Activities =>
**1.** Reproduce the stress perfusion CMR abstract from "Methods: We studied" up to and including "myocardial infarction (MI).".
**2.** Pick up the abstract on stress perfusion CMR in Asian patients after its last sentence and keep writing it.

Selected excerpt =>
Abstract 704: Long Term Prognostic Value of Stress Perfusion CMR Study for the Prediction of Cardiovascular Death and Non Fatal Acute Myocardial Infarction in 1009 Asian Patients
Background: Recent studies demonstrated the prognostic importance of stress perfusion MRI and late gadolinium enhanced (LGE) MRI in patients with suspected coronary artery disease (CAD). However, CAD rates and risk levels in Asian population have been shown to be lower than those in western countries. In the current study, we determined the long term (up to 10 years) prognostic value of CMR study with vasodilator stress in a large number of Asian patients.
Methods: We studied 1009 patients with known or suspected CAD who underwent both stress perfusion MRI and late gadolinium enhanced (LGE) MRI. Stress-induced ischemia and myocardial scar were qualitatively determined on CMR. Major adverse cardiac event (MACE) was defined as cardiovascular death and non fatal acute myocardial infarction (MI).

Information given =>
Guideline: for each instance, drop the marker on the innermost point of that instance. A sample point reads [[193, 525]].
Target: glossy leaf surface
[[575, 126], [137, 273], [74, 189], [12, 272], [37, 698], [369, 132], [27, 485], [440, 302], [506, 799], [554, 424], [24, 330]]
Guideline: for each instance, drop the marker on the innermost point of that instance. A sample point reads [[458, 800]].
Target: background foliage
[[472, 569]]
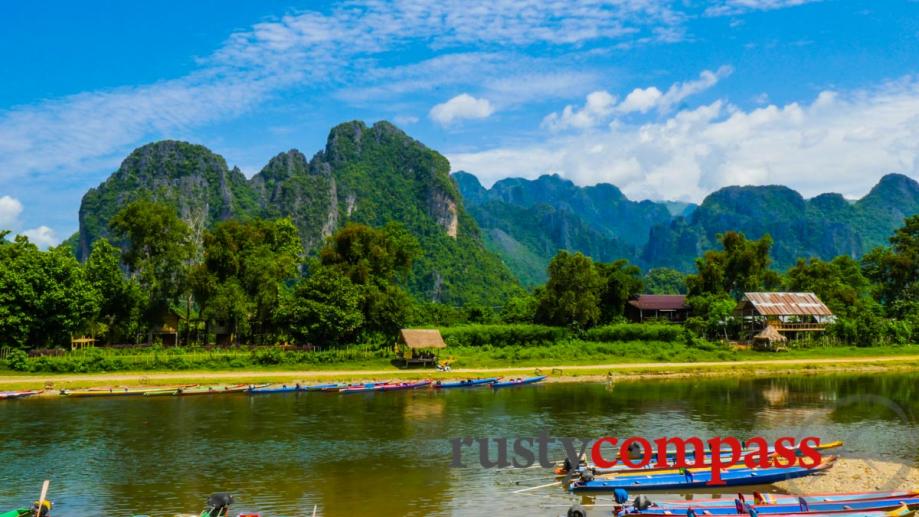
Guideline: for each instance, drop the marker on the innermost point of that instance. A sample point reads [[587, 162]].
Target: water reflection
[[388, 454]]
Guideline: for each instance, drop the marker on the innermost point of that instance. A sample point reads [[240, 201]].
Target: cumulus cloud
[[844, 139], [601, 105], [10, 208], [43, 237], [463, 106], [735, 7]]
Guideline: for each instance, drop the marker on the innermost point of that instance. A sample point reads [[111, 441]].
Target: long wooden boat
[[122, 391], [899, 511], [335, 386], [759, 498], [284, 388], [696, 480], [10, 395], [517, 382], [360, 388], [799, 506], [399, 386], [215, 390], [467, 383]]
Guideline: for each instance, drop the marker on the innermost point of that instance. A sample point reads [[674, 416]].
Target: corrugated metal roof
[[659, 302], [787, 304]]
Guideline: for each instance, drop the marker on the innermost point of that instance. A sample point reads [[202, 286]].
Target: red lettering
[[625, 452], [680, 446], [785, 450], [597, 456], [759, 457], [714, 445], [809, 452]]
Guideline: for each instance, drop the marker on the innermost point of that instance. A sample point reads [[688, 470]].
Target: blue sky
[[667, 100]]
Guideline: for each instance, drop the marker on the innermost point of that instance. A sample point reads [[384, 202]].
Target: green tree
[[120, 298], [895, 270], [324, 309], [572, 294], [621, 281], [839, 283], [258, 256], [742, 265], [376, 260], [44, 295], [157, 249], [664, 280]]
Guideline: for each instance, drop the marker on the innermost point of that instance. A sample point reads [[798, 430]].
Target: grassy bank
[[589, 362]]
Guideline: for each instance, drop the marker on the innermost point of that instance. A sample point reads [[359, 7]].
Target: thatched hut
[[417, 346], [769, 339]]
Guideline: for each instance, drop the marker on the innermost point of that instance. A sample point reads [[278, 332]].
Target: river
[[389, 453]]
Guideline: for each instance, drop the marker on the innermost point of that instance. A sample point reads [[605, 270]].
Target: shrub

Answers for the tasks =>
**1.**
Methods: We studied 1009 patients with known or suspected CAD who underwent both stress perfusion MRI and late gadolinium enhanced (LGE) MRI. Stress-induced ischemia and myocardial scar were qualitatively determined on CMR. Major adverse cardiac event (MACE) was defined as cardiovascular death and non fatal acute myocardial infarction (MI).

**2.**
Results: During average follow-up time of 40 months (range, 6 to 120 months), presence of LGE predicted patients outcome with hazard ratio of 2.0 (95% CI 1.2–3.5, P<0.01). When stress perfusion MRI and LGE MRI were combined, abnormal stress CMR was a significant negative prognostic factor of MACE with a high hazard ratio of 5.2 (95% CI 2.2–12.0, P<0.001). Normal stress CMR was associated with lower event rate per year (0.3%) as compared with that by normal LGE alone (1.3%). (Figure 1⇓)
Conclusions: Combined assessment of stress induced ischemia and myocardial scar with stress CMR provided improved prognostic value when compared with LGE MRI alone in Asian population with known or suspected CAD. Patients with normal stress CMR had lower risk of cardiovascular death and MACE.